══ Extracted data
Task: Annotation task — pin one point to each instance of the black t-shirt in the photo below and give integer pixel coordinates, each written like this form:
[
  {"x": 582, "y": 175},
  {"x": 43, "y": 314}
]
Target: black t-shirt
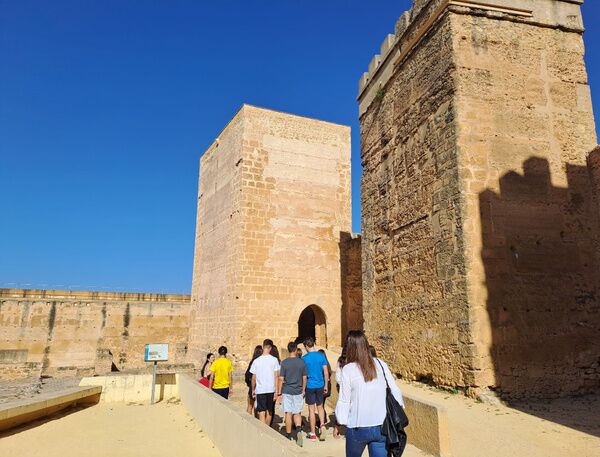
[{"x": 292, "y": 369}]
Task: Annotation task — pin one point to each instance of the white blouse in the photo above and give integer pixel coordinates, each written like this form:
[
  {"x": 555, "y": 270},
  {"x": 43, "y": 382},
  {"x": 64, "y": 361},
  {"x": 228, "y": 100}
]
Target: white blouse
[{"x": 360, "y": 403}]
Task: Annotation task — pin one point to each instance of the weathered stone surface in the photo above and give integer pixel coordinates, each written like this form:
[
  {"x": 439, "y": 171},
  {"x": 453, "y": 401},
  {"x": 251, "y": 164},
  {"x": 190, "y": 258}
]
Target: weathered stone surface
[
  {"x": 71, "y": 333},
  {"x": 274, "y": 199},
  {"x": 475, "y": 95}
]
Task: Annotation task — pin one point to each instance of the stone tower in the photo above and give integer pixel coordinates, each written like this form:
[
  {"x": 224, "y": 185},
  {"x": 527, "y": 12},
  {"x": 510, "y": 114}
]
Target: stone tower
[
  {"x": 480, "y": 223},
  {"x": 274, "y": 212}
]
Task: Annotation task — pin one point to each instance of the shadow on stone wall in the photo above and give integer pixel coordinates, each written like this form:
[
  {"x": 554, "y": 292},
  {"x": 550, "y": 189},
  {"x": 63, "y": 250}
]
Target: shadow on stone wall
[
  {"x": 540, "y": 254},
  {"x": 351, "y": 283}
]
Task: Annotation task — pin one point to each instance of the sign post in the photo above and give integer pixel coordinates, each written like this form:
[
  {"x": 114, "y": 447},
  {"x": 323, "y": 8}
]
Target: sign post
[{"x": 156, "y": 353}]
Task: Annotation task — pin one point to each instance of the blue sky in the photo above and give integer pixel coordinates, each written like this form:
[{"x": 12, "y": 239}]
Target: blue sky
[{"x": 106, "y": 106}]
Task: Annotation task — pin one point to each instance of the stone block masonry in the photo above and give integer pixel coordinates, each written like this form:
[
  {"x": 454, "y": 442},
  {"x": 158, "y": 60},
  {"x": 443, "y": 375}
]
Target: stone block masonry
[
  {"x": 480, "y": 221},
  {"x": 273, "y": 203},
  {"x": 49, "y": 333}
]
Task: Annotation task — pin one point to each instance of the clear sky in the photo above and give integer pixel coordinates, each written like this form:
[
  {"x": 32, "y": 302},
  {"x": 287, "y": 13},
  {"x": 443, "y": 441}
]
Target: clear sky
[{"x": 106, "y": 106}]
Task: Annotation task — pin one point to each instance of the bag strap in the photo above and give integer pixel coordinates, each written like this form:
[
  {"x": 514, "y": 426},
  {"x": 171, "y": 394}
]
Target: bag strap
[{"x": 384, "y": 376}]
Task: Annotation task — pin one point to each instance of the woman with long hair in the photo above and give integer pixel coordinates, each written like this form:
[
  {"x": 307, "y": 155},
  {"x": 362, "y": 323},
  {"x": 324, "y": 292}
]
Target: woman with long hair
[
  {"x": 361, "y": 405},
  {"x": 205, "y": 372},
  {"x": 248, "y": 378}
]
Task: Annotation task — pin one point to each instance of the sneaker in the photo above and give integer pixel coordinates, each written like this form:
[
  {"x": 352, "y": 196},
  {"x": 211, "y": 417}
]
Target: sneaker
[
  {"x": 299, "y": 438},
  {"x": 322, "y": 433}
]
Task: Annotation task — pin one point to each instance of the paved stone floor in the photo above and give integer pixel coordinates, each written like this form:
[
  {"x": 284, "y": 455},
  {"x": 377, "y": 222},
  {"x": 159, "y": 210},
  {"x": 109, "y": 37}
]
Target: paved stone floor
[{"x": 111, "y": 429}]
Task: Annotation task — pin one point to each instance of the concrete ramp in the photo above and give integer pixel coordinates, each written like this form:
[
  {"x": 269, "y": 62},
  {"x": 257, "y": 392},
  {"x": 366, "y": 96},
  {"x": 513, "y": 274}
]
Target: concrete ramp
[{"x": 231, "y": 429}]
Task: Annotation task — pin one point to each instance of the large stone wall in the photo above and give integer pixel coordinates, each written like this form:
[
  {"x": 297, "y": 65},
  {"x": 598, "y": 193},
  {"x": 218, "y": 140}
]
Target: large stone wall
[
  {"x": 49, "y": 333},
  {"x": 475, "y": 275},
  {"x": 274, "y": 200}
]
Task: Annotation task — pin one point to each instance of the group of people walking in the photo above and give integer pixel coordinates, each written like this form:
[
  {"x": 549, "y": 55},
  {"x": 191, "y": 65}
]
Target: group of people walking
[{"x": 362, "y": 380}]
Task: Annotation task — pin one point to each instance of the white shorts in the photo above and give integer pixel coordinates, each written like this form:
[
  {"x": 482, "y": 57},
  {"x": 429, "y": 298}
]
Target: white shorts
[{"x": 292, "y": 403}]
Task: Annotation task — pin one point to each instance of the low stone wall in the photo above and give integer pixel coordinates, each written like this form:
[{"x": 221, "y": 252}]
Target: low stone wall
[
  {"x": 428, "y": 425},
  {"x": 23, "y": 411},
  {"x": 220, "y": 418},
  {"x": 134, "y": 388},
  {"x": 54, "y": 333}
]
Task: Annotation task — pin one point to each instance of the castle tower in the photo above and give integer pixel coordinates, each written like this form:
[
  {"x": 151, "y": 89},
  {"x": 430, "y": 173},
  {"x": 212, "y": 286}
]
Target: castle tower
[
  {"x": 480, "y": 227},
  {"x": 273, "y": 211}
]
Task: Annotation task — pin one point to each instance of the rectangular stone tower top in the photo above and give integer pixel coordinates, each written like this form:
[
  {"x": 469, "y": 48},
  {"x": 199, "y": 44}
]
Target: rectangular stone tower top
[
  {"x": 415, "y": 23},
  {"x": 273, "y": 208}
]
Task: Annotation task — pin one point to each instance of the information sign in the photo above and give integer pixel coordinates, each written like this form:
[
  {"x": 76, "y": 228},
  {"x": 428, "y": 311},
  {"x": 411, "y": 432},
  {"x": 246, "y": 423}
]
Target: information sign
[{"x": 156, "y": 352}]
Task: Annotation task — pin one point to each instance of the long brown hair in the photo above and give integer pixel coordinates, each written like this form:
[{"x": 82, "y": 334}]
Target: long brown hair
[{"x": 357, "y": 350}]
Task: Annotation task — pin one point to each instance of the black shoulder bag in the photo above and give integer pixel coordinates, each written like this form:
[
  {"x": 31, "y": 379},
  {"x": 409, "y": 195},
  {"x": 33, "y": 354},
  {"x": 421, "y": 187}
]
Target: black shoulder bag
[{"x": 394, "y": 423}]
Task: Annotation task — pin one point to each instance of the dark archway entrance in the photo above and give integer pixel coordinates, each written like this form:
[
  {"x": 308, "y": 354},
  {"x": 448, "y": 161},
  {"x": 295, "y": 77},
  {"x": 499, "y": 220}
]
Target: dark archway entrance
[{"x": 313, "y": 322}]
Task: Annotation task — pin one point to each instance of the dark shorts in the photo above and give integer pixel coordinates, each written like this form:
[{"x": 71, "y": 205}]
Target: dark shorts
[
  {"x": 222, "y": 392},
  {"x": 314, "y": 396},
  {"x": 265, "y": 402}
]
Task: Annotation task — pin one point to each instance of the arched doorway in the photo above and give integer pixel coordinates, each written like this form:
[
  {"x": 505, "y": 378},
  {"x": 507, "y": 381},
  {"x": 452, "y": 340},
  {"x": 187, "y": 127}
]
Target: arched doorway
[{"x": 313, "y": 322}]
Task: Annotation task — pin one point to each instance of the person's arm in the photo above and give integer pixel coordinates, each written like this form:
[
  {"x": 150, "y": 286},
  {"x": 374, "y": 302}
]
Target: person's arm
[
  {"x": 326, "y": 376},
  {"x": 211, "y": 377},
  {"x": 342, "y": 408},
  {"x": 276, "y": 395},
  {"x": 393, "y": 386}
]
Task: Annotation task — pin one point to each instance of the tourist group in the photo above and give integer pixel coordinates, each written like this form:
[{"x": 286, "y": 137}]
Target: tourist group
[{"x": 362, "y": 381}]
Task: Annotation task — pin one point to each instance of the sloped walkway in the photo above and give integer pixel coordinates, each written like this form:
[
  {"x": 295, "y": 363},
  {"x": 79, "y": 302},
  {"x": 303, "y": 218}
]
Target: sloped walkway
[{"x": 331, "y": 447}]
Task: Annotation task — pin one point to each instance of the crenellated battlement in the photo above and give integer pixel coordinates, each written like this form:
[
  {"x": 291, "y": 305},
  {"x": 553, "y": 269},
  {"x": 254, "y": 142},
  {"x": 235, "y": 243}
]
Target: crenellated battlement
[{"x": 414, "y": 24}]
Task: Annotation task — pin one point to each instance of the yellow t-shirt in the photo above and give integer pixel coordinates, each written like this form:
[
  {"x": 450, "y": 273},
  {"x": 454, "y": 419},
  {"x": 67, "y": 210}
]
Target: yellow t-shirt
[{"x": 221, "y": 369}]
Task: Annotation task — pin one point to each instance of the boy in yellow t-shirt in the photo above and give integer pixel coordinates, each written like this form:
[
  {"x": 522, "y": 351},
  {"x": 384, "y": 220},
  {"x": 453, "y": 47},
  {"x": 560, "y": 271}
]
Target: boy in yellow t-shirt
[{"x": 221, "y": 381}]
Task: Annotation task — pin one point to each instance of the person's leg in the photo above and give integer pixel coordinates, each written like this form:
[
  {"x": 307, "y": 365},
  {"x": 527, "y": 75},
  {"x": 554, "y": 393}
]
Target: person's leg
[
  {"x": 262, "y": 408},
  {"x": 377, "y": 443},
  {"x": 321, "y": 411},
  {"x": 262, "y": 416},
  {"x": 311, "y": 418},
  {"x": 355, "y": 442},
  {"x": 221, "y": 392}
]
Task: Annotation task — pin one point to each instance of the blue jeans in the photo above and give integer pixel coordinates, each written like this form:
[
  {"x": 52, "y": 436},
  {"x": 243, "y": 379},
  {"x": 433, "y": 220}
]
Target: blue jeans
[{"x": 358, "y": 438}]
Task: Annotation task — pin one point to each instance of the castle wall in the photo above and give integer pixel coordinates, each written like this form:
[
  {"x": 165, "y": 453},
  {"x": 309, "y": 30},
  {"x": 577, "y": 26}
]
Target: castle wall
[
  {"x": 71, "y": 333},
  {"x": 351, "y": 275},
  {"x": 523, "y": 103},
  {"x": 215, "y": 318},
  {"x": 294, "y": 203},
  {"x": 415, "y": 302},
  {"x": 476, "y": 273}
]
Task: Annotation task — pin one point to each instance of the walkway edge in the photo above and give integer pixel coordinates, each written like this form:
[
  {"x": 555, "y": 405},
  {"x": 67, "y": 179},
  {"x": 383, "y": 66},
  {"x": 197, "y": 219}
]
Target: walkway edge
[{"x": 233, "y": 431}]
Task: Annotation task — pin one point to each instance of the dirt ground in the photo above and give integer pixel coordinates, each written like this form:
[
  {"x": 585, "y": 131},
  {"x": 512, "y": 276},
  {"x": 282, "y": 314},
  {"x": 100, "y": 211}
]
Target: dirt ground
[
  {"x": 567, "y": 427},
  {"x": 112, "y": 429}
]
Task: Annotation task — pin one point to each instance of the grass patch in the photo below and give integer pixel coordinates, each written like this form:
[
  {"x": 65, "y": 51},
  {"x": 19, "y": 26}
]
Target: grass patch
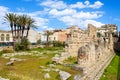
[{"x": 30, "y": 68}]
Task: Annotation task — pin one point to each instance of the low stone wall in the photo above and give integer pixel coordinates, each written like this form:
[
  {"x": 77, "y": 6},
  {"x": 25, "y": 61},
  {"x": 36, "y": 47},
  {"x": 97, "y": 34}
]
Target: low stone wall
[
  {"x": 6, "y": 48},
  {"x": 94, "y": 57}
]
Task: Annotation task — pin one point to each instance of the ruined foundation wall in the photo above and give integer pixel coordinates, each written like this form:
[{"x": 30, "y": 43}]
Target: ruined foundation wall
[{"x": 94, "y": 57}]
════
# Problem statement
In the lines above, spot each one that contains the word "below" and copy it.

# Solution
Task: Annotation task — pin one point to each instance of the black t-shirt in the photo below and give integer pixel coordinates, each written like this form:
Task: Annotation task — pin one point to each instance of the grass patch in the photo below and give integer pixel coordinates, each written like this form:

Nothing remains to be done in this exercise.